-- Text --
===

The article stated he was going to borrow an additional £75 billion over the next five years - he has borrowed an additional £7 billion, bringing it up to £75 billion.

£68 billion difference.

The article implied that this was an additional £75 for the next five years, not comparing it to something he said in 2010.....

Also, the "new, bleak fiscal forecast from the OBR" - did they mean the ones that stated
Quote:
On our central forecast, the Coalition Government is on track to meet its fiscal mandate – to borrow only what it needs to pay for investment, adjusting for the state of the economy, at the end of the five-year forecast – with £50.6 billion to spare. This implies an 80 per cent probability of success given the accuracy of past forecasts. It remains on course to miss its supplementary target, to have net debt falling as a share of GDP in 2015-16. Net debt is forecast to rise by 0.8 per cent of GDP in that year, where it peaks at 81.1 per cent
It's not good that we aren't going to meet the supplementary target, but not sure how meeting the main target is "bleak".....

Some more 'bleak' snippets from the report (which also shows some negative points as well).

In headline terms, the UK economy has outperformed our March forecast, with GDP expected to grow by 3.0 per cent this year and unemployment already down to 6.0 per cent.

GDP has increased more strongly this year than we expected in March, which has led us to increase our forecasts for growth in calendar years 2014 and 2015

We have also revised our inflation forecast down significantly, due to lower-than-expected outturns in recent data and the effects of lower oil and food prices. We now expect CPI inflation to remain below the Bank of England’s 2 per cent target until 2017. Meaningful real wage growth is expected to resume in 2015, although the measure of real earnings in our forecast does not return to its pre-crisis level within the next five years

On the Government’s latest plans and medium-term assumptions, we are now in the fifth year of what is projected to be a 10-year fiscal consolidation. Relative to GDP, the budget deficit has been halved to date, thanks primarily to lower departmental spending (both current and capital) and lower welfare spending.

In our first formal assessment, we judge that the Government is on course to keep spending on social security and tax credits (excluding the state pension and those benefits that vary most with the state of the economy) within the permitted margins of the ‘welfare cap’ it set in the Budget.


And for a bit of light relief...
Quote:
Parliament requires that our forecasts reflect the current policies of the current Government, but those policies could change. The two member parties of the Coalition have already said that they would follow different policies if either was to govern alone after the election. The Conservatives have said they would look to cut welfare spending by more, so that they could cut public services by less. And the Liberal Democrats have said that they would be willing to borrow more to finance capital spending that would increase growth, and also to increase taxes on the relatively well-off.

Labour has said that it would "balance the books and deliver a surplus on the current budget and falling national debt in the next Parliament. How fast we can go will depend on the state of the economy and the public finances we inherit."

===

-- Dataset rows --
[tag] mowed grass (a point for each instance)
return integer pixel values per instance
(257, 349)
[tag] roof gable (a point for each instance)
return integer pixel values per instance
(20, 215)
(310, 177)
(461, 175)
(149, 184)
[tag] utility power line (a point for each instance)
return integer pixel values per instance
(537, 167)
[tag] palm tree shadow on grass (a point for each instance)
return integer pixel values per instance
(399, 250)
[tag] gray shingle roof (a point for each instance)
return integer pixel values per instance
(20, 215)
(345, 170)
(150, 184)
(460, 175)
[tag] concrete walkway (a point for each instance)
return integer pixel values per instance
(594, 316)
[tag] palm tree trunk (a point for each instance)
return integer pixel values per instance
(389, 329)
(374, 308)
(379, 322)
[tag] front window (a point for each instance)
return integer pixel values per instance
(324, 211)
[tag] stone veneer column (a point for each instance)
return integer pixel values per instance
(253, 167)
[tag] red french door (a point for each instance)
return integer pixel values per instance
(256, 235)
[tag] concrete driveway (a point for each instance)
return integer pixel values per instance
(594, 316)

===

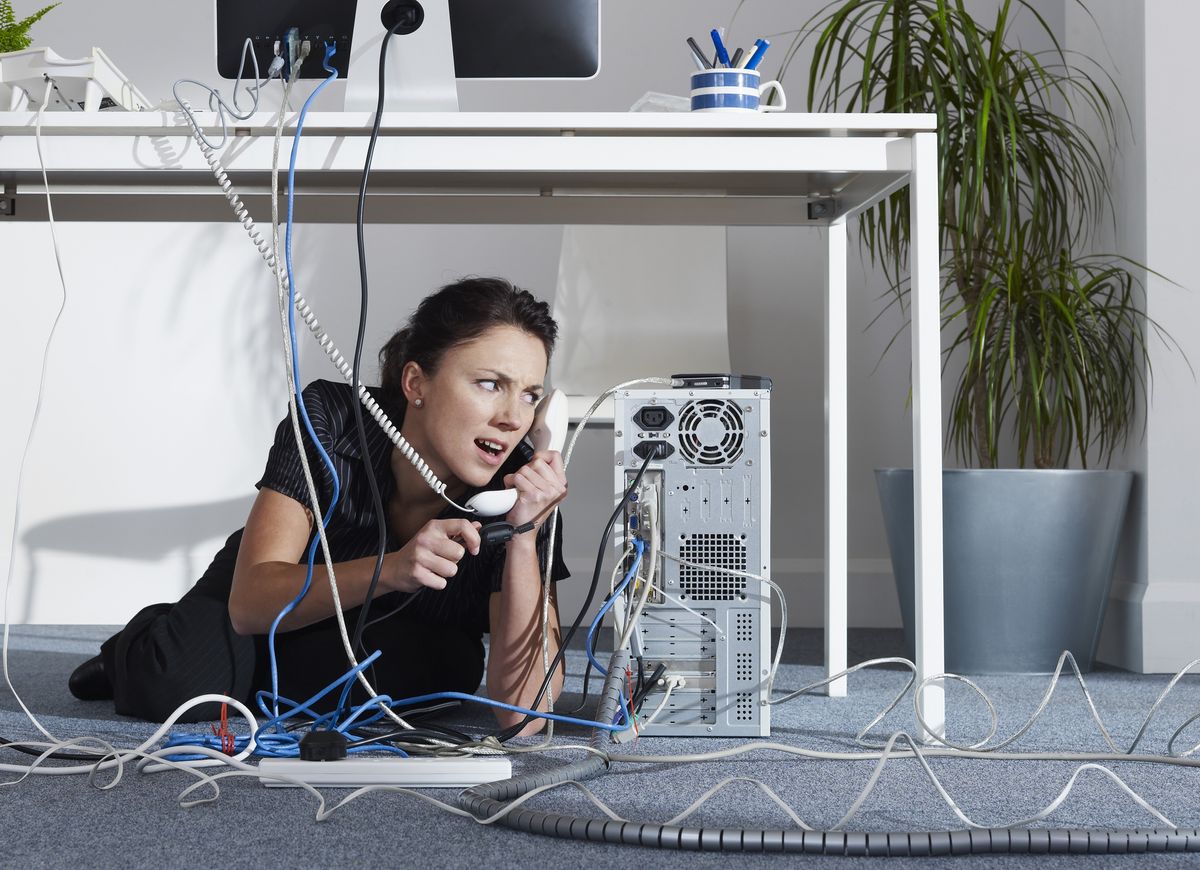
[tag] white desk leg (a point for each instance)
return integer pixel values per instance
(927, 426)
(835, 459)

===

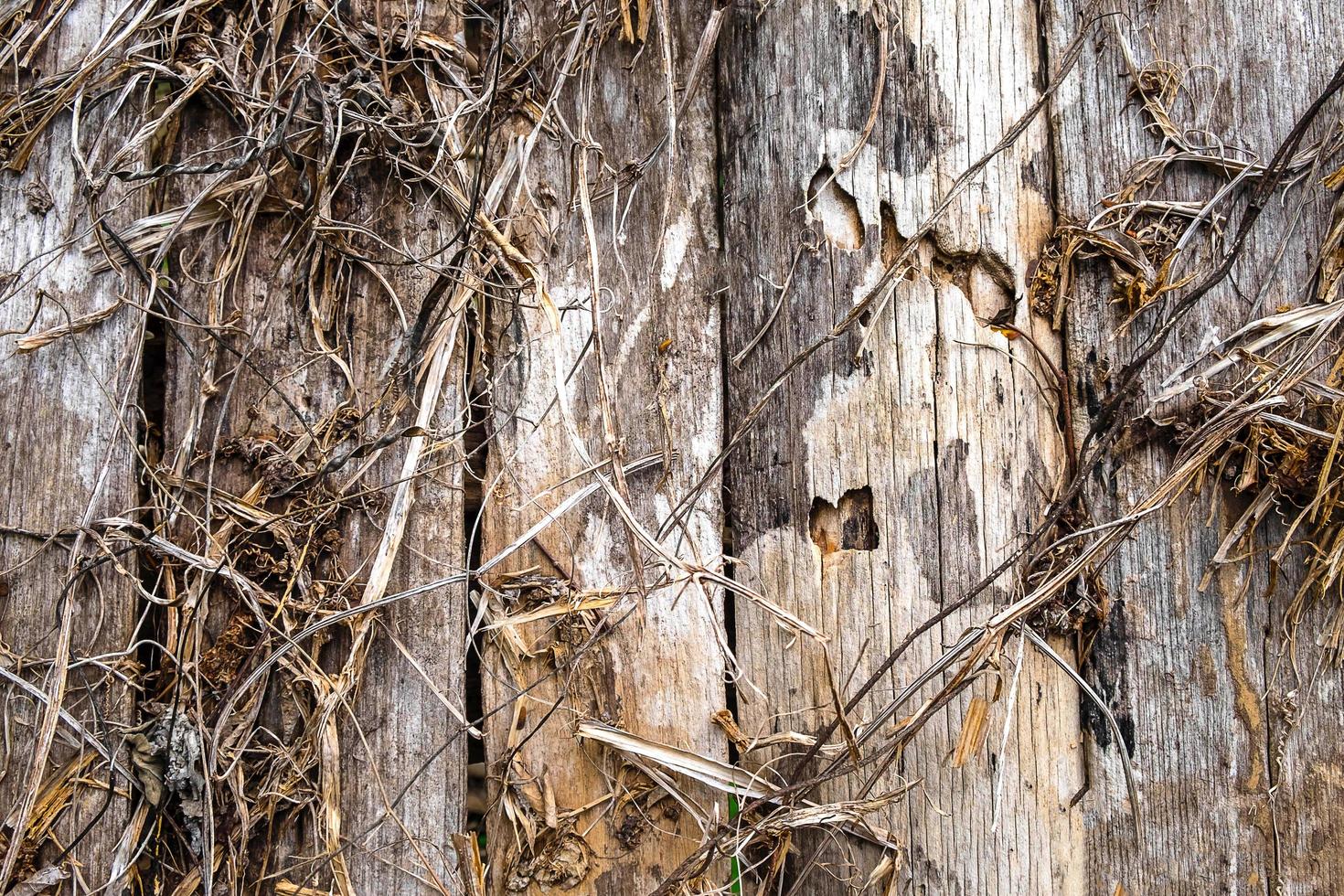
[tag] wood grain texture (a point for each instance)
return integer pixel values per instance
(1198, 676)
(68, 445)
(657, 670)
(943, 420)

===

-- Requirements --
a – Decide whether each statement below agrees with the post on UK borrowing, answering yes or no and quoting the words from the post that settle it. (i) CPI inflation is expected to stay below the Bank of England's 2 per cent target until 2017. (ii) The Government is on course to meet its supplementary target for net debt in 2015-16. (iii) The Conservatives have said they would look to cut welfare spending by more.
b – Locate every line of the records that contains the word "concrete", and copy each one out. Case counts.

-- Outputs by task --
a –
(i) Yes: "We now expect CPI inflation to remain below the Bank of England’s 2 per cent target until 2017."
(ii) No: "It remains on course to miss its supplementary target, to have net debt falling as a share of GDP in 2015-16."
(iii) Yes: "The Conservatives have said they would look to cut welfare spending by more, so that they could cut public services by less."

b –
[tag] concrete walkway (a point for each instance)
[tag] concrete driveway (a point for each instance)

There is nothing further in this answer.